Data excerpts
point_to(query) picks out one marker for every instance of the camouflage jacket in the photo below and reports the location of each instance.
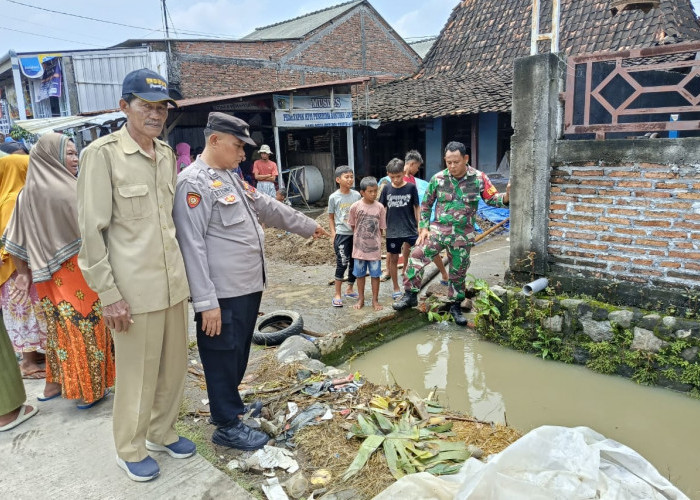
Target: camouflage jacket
(457, 201)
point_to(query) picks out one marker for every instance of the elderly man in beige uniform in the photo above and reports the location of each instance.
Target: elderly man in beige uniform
(216, 215)
(131, 258)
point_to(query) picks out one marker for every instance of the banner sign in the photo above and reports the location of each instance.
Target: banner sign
(313, 111)
(32, 67)
(51, 81)
(260, 105)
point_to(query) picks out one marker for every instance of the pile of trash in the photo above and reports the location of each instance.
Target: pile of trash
(339, 436)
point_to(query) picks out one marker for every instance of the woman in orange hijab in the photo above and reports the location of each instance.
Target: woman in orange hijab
(43, 239)
(24, 320)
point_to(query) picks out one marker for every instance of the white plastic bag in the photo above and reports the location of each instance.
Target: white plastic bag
(547, 463)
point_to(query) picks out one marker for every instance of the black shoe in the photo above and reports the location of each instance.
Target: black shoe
(240, 436)
(409, 299)
(255, 408)
(456, 312)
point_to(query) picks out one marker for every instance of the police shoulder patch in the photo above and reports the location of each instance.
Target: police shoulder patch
(193, 199)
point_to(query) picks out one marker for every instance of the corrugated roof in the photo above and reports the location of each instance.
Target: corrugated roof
(40, 126)
(468, 69)
(300, 26)
(423, 46)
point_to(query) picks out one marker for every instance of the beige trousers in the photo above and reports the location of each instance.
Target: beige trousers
(151, 364)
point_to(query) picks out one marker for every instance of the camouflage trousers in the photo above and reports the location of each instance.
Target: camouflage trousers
(458, 249)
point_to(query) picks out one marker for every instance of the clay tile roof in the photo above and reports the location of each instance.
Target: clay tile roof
(468, 68)
(302, 25)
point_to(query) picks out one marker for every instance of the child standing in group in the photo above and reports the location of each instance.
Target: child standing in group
(402, 211)
(339, 204)
(368, 221)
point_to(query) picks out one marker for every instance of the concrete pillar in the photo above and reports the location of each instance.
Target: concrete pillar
(536, 82)
(433, 147)
(488, 142)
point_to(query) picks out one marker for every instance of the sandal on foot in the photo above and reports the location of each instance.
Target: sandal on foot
(86, 406)
(48, 398)
(34, 374)
(22, 416)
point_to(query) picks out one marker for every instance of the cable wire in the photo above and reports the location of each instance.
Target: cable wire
(185, 32)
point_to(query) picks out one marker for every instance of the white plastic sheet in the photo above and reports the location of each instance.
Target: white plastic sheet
(547, 463)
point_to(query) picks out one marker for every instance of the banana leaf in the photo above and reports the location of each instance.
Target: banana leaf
(448, 456)
(443, 469)
(383, 422)
(447, 426)
(368, 428)
(368, 447)
(404, 462)
(392, 458)
(379, 402)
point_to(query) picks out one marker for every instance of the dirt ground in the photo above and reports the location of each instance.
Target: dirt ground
(288, 247)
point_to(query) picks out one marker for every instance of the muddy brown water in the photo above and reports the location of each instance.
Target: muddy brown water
(494, 383)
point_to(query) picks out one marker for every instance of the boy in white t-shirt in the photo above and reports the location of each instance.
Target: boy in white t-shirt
(368, 221)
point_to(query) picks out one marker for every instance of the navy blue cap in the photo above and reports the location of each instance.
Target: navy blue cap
(147, 85)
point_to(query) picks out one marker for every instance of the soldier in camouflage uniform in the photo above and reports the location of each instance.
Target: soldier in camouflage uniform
(456, 190)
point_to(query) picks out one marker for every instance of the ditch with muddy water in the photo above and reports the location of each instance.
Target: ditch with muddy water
(494, 383)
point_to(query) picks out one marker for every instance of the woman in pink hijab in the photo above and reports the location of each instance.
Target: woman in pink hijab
(183, 156)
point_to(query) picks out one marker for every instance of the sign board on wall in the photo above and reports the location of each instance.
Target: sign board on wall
(32, 66)
(310, 111)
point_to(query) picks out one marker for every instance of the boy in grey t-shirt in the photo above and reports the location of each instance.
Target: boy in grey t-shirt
(339, 204)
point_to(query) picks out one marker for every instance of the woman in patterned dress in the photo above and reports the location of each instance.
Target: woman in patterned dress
(25, 321)
(43, 239)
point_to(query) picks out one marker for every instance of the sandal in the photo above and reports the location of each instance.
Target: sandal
(48, 398)
(34, 374)
(86, 406)
(22, 416)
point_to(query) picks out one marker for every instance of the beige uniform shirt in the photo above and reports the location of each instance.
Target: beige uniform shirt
(125, 202)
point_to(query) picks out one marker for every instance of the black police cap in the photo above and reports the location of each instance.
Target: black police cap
(221, 122)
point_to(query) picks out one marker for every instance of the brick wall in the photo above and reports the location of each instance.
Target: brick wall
(632, 221)
(249, 50)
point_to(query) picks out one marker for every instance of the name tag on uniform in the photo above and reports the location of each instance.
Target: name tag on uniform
(222, 192)
(228, 199)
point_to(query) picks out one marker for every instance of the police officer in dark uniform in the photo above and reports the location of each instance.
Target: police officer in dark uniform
(216, 216)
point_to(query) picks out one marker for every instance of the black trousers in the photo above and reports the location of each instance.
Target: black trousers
(225, 356)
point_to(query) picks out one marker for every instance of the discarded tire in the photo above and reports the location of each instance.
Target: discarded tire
(282, 324)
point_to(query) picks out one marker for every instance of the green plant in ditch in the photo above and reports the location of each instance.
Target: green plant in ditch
(546, 345)
(644, 364)
(436, 316)
(487, 312)
(605, 357)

**THE PROBLEM:**
Exact copy, no pictures: set down all the entries again as they stand.

**SOLUTION TO THIS TASK:**
point_to(query) picks out one marker for every instance of the camouflage jacket in the photo below and reports the location of each instance.
Target: camouflage jacket
(457, 201)
point_to(query) picks out one marker for every instance of the elderly man in beige uniform in the photo above and reports the location of each instance.
Target: elderly man in beige uniform
(216, 215)
(131, 258)
point_to(query) picks out one marker for every instance of the banner sign in the photo above and reports the location of each instance.
Target: banner sign
(313, 111)
(32, 67)
(51, 81)
(260, 105)
point_to(query) picks out one marker for every instance of the pile of trash in the photo above and reports the location of each instance.
Target: pile of trash
(339, 436)
point_to(query) picks out one marker for every instance of the woman in orange hijab in the photo above and reports the location of each instance.
Target: woman in orange hijab
(43, 239)
(24, 320)
point_to(query) picks out one marker for every instance of the white plastic bag in the photo above and reports the location of each instance.
Target: white plastic bag
(547, 463)
point_to(query) picks out one marker for every instance of the black shoe in the photo above and reports the location of each instance.
Target: black shoe
(240, 436)
(409, 299)
(255, 408)
(456, 312)
point_to(query) picks out one marker for every instance of the police shoulder patch in the photo above and reports the location of each instance.
Target: police shoulder patch
(193, 199)
point_to(query) picks out one marker for every instance of the corrugated roof in the photo above and reports the location of each instance.
Target: corrugated roof
(40, 126)
(468, 69)
(300, 26)
(423, 46)
point_to(query) picks out one marker for every instance of the beige trousers in the photo above and reports the location of each instance.
Target: beige trousers
(151, 364)
point_to(query) picks out one marker for every instance of the camouflage trousers in the photo above and reports the location of each instance.
Target: camouflage trousers
(458, 249)
point_to(query) picks out one marker for every instance of the clay tile roof in the photo above and reports the location of each instance.
Target: clay tile roof
(468, 68)
(302, 25)
point_to(query) picks out one marker for every instance of the child standing in group in the photo above and reports the location of each instance.
Target: child standing in group
(402, 211)
(339, 204)
(368, 221)
point_to(query) picks out one marker for every instance of the concrete pillar in the photo above and reports the location of each instance.
Target: concrete pillar
(536, 82)
(433, 147)
(488, 142)
point_to(query) picks out one marker for every instance of the sandal on foot in the photo above and reports the location of each instance.
Target: sandal on foot
(86, 406)
(48, 398)
(34, 374)
(22, 416)
point_to(query) picks out one marker for every instance of the cable wire in the photo above and reports the location of each instance.
Target: cable wire
(185, 32)
point_to(query) picks out one marker for every instance of the white plastic sheet in the photo above and reports the location of each instance.
Target: white plastic sheet
(547, 463)
point_to(query) picks out one marker for every instance of the banana leaf in the photo above and reports the location of each instance.
Target: banana leaf
(448, 456)
(443, 469)
(383, 422)
(447, 426)
(368, 428)
(368, 447)
(404, 462)
(392, 458)
(379, 402)
point_to(query) picks out one marker for every instance of the dirt ground in the photo above and reports the location of each instance.
Target: dirt ground
(288, 247)
point_to(query) picks out one marker for every instance of the muddy brown water in the photo above and reports the location of each instance.
Target: muddy brown water
(494, 383)
point_to(query) picks out one marker for every instance of the boy in white t-shirt in the photo above and reports the location of each instance.
Target: boy in white t-shirt
(368, 221)
point_to(query) picks out one marker for every instance of the navy blue cap in the photo above and reports the location of each instance.
Target: navy blue cap
(147, 85)
point_to(query) picks out one marker for every instance of the soldier in camouflage uniform in the photo above and reports the location of each instance.
Target: soldier in camouflage uniform
(456, 190)
point_to(query) picks out one marker for every instance of the ditch with muddy water in the photo above and reports the location of each instance.
Target: ditch with muddy water
(494, 383)
point_to(query) picks out one marker for every instance of the woman in pink hijab in the photo above and reports the location of each instance.
Target: woman in pink hijab
(183, 156)
point_to(query) picks out one marker for every instance of the sign board on wall in the photo above and reports the location of each instance.
Target: sign board on wall
(32, 66)
(310, 111)
point_to(query) picks out one marker for every instance of the boy in grey t-shirt in the photo above and reports the location of each instance.
Target: boy in grey t-shirt
(339, 204)
point_to(query) picks out one marker for every instance of the woman in patterned dress in the photo above and reports the location of each instance.
Target: woman in patterned dress
(25, 321)
(43, 239)
point_to(query) picks out one marker for every instance of the sandal in the photo above and reports the location of each instance.
Target: sandal
(48, 398)
(34, 374)
(86, 406)
(22, 416)
point_to(query) picks out one marker for every instance of the beige uniform shirt in the photo above and reports the location of each instance.
Target: beige uniform shirt
(125, 202)
point_to(query) picks out one marker for every instance of the black police cap in the photo above and reports the location of each instance.
Target: black police cap
(221, 122)
point_to(query) picks out one marker for every instance of the brick wall in the photo above and reports the location of each instance.
Target: brick wall
(632, 221)
(249, 50)
point_to(query) picks out one marker for every instance of the name tag on uniform in the photo above and reports the location of each instance.
Target: name tag on uniform
(222, 192)
(228, 199)
point_to(query) picks out one marker for every instance of the police officer in dark uniform in the photo above and reports the location of each instance.
Target: police officer in dark uniform
(216, 216)
point_to(query) picks out one marker for every instance of the black trousers in the photo above and reports the location of each instance.
Target: black trousers
(225, 356)
point_to(query) picks out one marker for every instance of the discarded tire in the photo above and reports the location of each instance.
Target: discarded tire
(282, 324)
point_to(query) picks out one marker for every instance of the green plant in ditch in the photo above and reports the location of each instance.
Target: green plant in ditch
(546, 345)
(644, 364)
(436, 316)
(487, 312)
(605, 357)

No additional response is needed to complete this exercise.